_DATA SECTION_

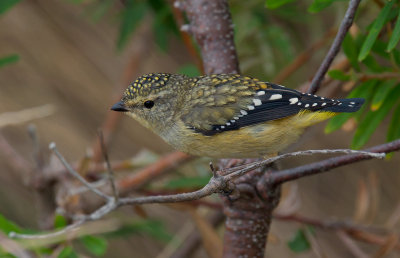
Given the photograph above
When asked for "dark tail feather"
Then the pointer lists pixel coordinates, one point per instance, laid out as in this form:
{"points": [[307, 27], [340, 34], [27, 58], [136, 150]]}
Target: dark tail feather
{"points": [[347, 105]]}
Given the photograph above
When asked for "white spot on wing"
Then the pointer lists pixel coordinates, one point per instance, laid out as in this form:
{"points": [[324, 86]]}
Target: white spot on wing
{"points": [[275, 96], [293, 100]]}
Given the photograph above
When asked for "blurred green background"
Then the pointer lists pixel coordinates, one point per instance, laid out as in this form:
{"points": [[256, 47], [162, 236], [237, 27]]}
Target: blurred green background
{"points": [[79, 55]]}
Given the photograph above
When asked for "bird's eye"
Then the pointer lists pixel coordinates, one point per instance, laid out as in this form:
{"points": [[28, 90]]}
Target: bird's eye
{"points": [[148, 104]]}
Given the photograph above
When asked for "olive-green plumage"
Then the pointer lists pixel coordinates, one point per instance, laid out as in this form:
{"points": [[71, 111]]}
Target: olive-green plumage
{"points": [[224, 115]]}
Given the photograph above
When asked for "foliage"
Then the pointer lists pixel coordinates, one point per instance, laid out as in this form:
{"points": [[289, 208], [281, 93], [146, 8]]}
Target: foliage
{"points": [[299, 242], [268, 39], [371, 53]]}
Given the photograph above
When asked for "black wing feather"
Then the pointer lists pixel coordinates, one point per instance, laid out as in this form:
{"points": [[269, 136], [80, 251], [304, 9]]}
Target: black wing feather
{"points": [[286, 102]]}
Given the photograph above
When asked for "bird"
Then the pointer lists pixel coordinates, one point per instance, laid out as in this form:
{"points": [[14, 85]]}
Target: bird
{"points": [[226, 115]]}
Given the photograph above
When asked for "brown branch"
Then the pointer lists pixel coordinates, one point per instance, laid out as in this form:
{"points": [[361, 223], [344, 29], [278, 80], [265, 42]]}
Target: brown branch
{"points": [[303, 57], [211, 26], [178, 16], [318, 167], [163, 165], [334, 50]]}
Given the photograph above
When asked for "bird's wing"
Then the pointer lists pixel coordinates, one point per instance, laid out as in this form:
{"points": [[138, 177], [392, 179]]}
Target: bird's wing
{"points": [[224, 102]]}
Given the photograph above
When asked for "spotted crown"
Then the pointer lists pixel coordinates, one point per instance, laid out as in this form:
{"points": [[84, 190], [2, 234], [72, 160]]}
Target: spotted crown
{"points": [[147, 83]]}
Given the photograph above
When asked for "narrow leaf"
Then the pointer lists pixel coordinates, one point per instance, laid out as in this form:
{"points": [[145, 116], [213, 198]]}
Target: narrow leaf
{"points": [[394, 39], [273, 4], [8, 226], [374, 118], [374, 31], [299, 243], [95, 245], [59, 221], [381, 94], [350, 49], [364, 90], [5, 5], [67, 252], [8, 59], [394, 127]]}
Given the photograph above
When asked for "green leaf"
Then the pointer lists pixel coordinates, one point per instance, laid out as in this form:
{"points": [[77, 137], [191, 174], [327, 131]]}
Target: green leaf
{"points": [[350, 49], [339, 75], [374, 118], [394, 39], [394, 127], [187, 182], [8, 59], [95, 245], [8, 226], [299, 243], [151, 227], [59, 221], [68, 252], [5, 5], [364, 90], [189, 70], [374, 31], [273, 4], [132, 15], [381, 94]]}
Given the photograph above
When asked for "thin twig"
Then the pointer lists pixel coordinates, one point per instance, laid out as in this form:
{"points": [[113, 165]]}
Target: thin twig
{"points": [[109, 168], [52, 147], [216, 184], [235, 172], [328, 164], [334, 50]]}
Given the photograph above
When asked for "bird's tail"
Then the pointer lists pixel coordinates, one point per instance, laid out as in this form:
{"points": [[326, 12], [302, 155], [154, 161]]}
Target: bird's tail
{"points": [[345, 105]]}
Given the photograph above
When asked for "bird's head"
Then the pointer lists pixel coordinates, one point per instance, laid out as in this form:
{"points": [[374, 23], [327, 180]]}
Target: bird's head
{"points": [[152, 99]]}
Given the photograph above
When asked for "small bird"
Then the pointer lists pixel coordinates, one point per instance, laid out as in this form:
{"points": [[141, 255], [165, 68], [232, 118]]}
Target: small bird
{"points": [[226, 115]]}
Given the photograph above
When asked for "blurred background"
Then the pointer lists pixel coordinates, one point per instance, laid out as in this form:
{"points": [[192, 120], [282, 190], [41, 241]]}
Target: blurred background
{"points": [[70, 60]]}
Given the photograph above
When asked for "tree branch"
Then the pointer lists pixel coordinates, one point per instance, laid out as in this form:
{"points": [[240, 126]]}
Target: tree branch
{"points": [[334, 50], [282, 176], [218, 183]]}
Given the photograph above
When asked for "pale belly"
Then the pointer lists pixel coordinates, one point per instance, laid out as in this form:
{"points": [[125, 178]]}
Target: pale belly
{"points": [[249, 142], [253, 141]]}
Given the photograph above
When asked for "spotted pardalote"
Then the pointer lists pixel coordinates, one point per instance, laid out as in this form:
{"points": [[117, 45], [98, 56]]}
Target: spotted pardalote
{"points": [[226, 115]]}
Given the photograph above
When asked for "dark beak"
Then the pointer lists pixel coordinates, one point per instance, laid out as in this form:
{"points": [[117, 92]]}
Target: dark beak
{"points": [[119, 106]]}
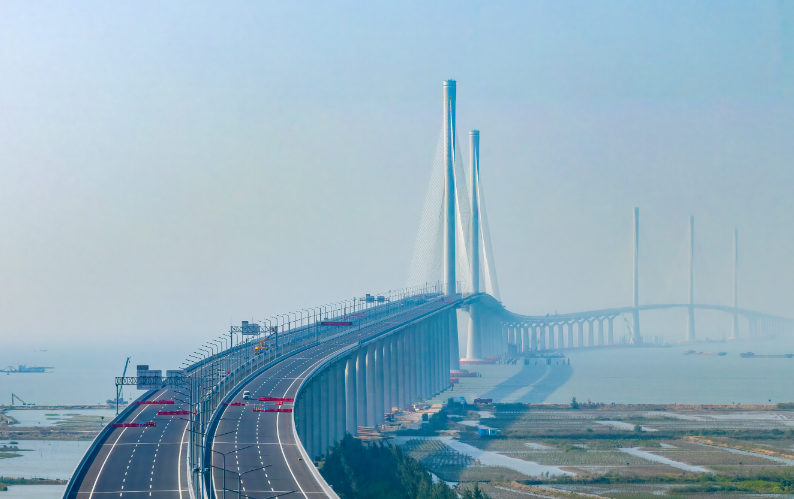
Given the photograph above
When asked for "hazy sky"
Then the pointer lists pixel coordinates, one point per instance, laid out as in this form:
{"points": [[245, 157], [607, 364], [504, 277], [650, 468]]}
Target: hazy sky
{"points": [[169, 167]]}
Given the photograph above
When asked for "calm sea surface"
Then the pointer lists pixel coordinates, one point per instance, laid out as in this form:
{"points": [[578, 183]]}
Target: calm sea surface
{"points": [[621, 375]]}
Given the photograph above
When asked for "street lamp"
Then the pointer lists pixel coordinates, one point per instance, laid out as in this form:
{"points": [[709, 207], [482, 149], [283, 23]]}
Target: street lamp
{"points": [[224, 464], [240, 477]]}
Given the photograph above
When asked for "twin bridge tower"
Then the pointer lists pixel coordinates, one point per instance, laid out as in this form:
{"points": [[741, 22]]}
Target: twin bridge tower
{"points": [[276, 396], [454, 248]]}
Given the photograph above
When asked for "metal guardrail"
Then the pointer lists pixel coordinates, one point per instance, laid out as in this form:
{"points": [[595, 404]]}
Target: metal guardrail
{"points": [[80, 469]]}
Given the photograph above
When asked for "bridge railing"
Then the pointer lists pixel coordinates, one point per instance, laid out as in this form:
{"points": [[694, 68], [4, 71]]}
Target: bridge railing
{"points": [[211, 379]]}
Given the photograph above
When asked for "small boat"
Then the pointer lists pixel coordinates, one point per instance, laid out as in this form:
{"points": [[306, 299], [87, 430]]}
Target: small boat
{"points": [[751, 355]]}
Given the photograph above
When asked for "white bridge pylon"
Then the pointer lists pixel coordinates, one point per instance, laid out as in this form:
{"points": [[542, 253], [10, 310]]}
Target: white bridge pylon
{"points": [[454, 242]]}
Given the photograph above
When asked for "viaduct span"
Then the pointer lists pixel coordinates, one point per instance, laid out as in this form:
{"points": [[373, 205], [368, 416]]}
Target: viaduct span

_EXERCISE_
What is needed is an exact reproduction of the data, pictures excluded.

_SOLVED EXERCISE_
Given the photograph above
When asked for "dark tail feather"
Then the pointer lists pixel coordinates, one point per instance, laid out as in this form:
{"points": [[307, 27], [340, 34], [27, 58], [136, 150]]}
Target: dark tail feather
{"points": [[347, 105]]}
Given the photograph above
When asked for "white spot on wing"
Then the pointer lists pixel coordinates, one point per instance, laid out as in this form:
{"points": [[324, 86]]}
Target: white spot on wing
{"points": [[275, 96], [293, 100]]}
Given the photograph above
When asked for "blurred green background"
Then the pointer lists pixel coordinates, one point per instance, laid out as in this form:
{"points": [[256, 47], [162, 236], [237, 27]]}
Target: blurred green background
{"points": [[79, 55]]}
Given the photograph above
When asked for "bird's eye"
Then the pointer lists pixel coordinates, one point per instance, laid out as in this form:
{"points": [[28, 90]]}
Target: bird's eye
{"points": [[148, 104]]}
Given the photograph above
When asked for "olive-green plumage"
Then the pointer lists pixel coordinates, one point per instance, laid out as in this form:
{"points": [[71, 111]]}
Target: olive-green plumage
{"points": [[224, 115]]}
Given the photograph above
When asked for "foliage"
Then the pointer lists pixel coordinates, one point per instance, laid out as in this form:
{"points": [[289, 208], [281, 93], [146, 8]]}
Target: foliage
{"points": [[299, 242], [268, 39], [371, 53]]}
Given the photograph above
When asked for "black wing feather"
Then the pointer lists pixel coordinates, one point per instance, laid out as in this form:
{"points": [[269, 136], [80, 251], [304, 9]]}
Target: black wing feather
{"points": [[286, 102]]}
Given the photograph above
When asked for "bird"
Then the pointer lists pixel coordinates, one point per instance, laid out as in this form:
{"points": [[14, 85]]}
Target: bird
{"points": [[226, 115]]}
Given the photograph above
When asked for "brown branch"
Then the pointer lists pixel coordinates, one point per instance, laid out as in this form:
{"points": [[361, 223], [344, 29], [278, 80], [265, 42]]}
Target: brown branch
{"points": [[303, 57], [211, 26], [178, 16], [318, 167], [163, 165], [334, 50]]}
Given the photograph above
When asked for "bird's wing"
Then the pointer lists pixel coordinates, one point per instance, laid out as in this form:
{"points": [[138, 177], [392, 179]]}
Target: bird's wing
{"points": [[224, 102]]}
Given the photograph above
When asked for "spotted crown"
Then the pointer lists pixel coordinates, one point per instance, laid out as in this form:
{"points": [[84, 190], [2, 234], [72, 160]]}
Target: spotted crown
{"points": [[147, 83]]}
Given the photograph above
When asked for "narrow leaf"
Then the pointer lists pixel coordinates, one point per instance, laid out as in this form:
{"points": [[145, 116], [213, 198]]}
Target: narrow leaf
{"points": [[394, 39], [273, 4], [8, 226], [374, 118], [374, 31], [299, 243], [95, 245], [59, 221], [381, 94], [350, 49], [364, 90], [5, 5], [67, 252], [8, 59], [394, 127]]}
Given the photograph above
When asked for "green leaf"
Then the pointer lists pixel coordinates, one point per instance, laid out as in this form:
{"points": [[77, 137], [191, 174], [327, 131]]}
Target: green leaf
{"points": [[350, 49], [339, 75], [374, 118], [394, 39], [394, 127], [187, 182], [8, 59], [95, 245], [8, 226], [299, 243], [151, 227], [59, 221], [68, 252], [5, 5], [364, 90], [189, 70], [374, 31], [273, 4], [132, 15], [381, 94]]}
Given the photograph above
When asked for "thin twig"
Then the pointer lists pixel coordinates, one point per instance, laid out as in this form:
{"points": [[113, 165]]}
Target: thin twig
{"points": [[109, 168], [52, 147], [216, 184], [235, 172], [328, 164], [334, 50]]}
Given the photograph above
When asked for "bird's tail"
Then the pointer lists pixel coordinates, one point per instance, laid out as in this form:
{"points": [[326, 12], [302, 155], [154, 161]]}
Target: bird's tail
{"points": [[345, 105]]}
Given the photograph above
When asked for "bird's head"
Then the pointer lists pixel coordinates, one point per instance, laid out as in this form:
{"points": [[374, 23], [327, 180]]}
Target: bird's head
{"points": [[152, 99]]}
Given the photograph above
When asked for "small bird"
Then the pointer lists pixel coordinates, one point per instance, laid out as in this form:
{"points": [[141, 255], [165, 68], [232, 118]]}
Target: small bird
{"points": [[226, 115]]}
Given the photograph above
When asked for "blurred background"
Then the pointer lists pixel coordinates, one point per instance, laid out as in this form:
{"points": [[192, 120], [282, 190], [41, 241]]}
Target: blurred background
{"points": [[70, 60]]}
Given the photograph above
When asked for "tree branch"
Then the pointer lists pixel coordinates, one point per instance, laid out as in this form:
{"points": [[240, 126]]}
Target: tree branch
{"points": [[334, 50], [282, 176], [218, 183]]}
Given the photograph above
When asked for "pale belly"
Then the pointer lists pixel coordinates, one point per instance, laid out as in this form:
{"points": [[125, 178]]}
Target: pale belly
{"points": [[249, 142], [253, 141]]}
Given the photograph above
When asked for "spotted pardalote"
Then the pointer lists pixel coordinates, one point per instance, laid out as in this form:
{"points": [[117, 45], [98, 56]]}
Target: spotted pardalote
{"points": [[226, 115]]}
Given the photograph above
When asked for "dark beak"
Then the pointer lists pixel coordinates, one point per instance, laid out as in this form:
{"points": [[117, 92]]}
Target: dark beak
{"points": [[119, 106]]}
Given the photograph above
When asked for "hazy sky"
Then the pointer lists pixel coordinates, one point per instance, laid out as in this form:
{"points": [[245, 157], [607, 364], [504, 277], [650, 468]]}
Target: hazy sky
{"points": [[169, 167]]}
Given the photograph above
When asked for "calm sea surface"
Then the pointer lists pixel coordinates, one point per instance, laid out as in this form:
{"points": [[578, 183]]}
Target: calm sea surface
{"points": [[621, 375]]}
Given the photograph above
When asked for "street lamp"
Then the pointer lists pixel coordinates, one point per instance, laid out as in this form:
{"points": [[709, 207], [482, 149], [283, 23]]}
Target: street lamp
{"points": [[224, 464], [240, 477]]}
Given the photograph above
When asked for "twin bridge tower"
Then the pointer lists pixel coordinates, one point per instance, laid out as in this form:
{"points": [[741, 22]]}
Target: twin bridge tower
{"points": [[276, 396], [454, 248]]}
Given the photograph above
When asked for "metal guardrail"
Then the pointer lists pixel coordinates, one point per instance, laid out as in this form:
{"points": [[595, 404]]}
Target: metal guardrail
{"points": [[80, 469]]}
Given the photograph above
When asked for "bridge railing"
Then the pointer lists pixel coordinates, one point per instance, laid out as in this form:
{"points": [[694, 68], [4, 71]]}
Target: bridge railing
{"points": [[211, 379]]}
Given the photograph above
When asked for "small boat"
Then the pointer lists pixel coordinates, one point per instance, laid out as in this form:
{"points": [[306, 299], [87, 430]]}
Target: small boat
{"points": [[751, 355]]}
Given the photograph above
When asked for "white bridge pylon"
Then the pointer lists pixel coordinates, one point per instance, laid out as in this form:
{"points": [[542, 253], [10, 310]]}
Target: white bridge pylon
{"points": [[454, 242]]}
Given the photograph above
When asked for "viaduct span"
Then the pointer lists pixel coordinates, one point per instance, laid out as in this form:
{"points": [[373, 205], [368, 416]]}
Target: viaduct span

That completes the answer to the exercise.